* **To do**
Rewrite the items below with "planogram checker" changed to "stock checker" and everything else kept as is. Omit the pictures.
------------------------------------
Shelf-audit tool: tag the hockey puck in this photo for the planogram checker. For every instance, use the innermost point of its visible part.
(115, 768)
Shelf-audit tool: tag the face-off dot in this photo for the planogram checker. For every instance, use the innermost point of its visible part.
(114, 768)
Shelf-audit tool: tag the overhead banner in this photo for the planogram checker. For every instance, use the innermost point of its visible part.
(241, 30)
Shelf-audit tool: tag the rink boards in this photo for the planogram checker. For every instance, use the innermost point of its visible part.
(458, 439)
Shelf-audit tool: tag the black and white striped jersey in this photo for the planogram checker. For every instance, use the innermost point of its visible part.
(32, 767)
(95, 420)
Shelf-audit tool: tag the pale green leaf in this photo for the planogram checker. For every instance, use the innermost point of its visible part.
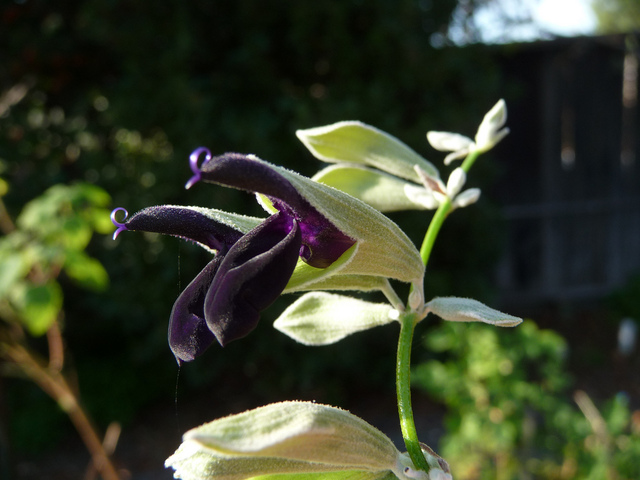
------------------------------------
* **Answer to this task**
Shelf-audit tool: tag the hockey puck in this photo for the stock checker. For every instance, use the innermost point of its visible part.
(115, 768)
Shelf-audit tool: tag the face-off dot in this photo for the stock checker. For every instance, use the innermost point of its visible part.
(114, 768)
Shelf-audit tool: tag the overhead banner in this photo for the stock checker. For every instance, use the innermost point of its visible part.
(241, 30)
Shelf-audit tool: tag the rink boards in this photo for the stock checker. For every instance, use the innermost point of its visible part.
(458, 439)
Shelf-audit tool: tag the black and white striped jersey in this photo for the stock checker. For every instance, use the innermost point of its visible part.
(32, 767)
(95, 420)
Shelf-audit tool: tag the pale green leaf in this photo for the stock checker. For every instance, use the innermost point of its visible part.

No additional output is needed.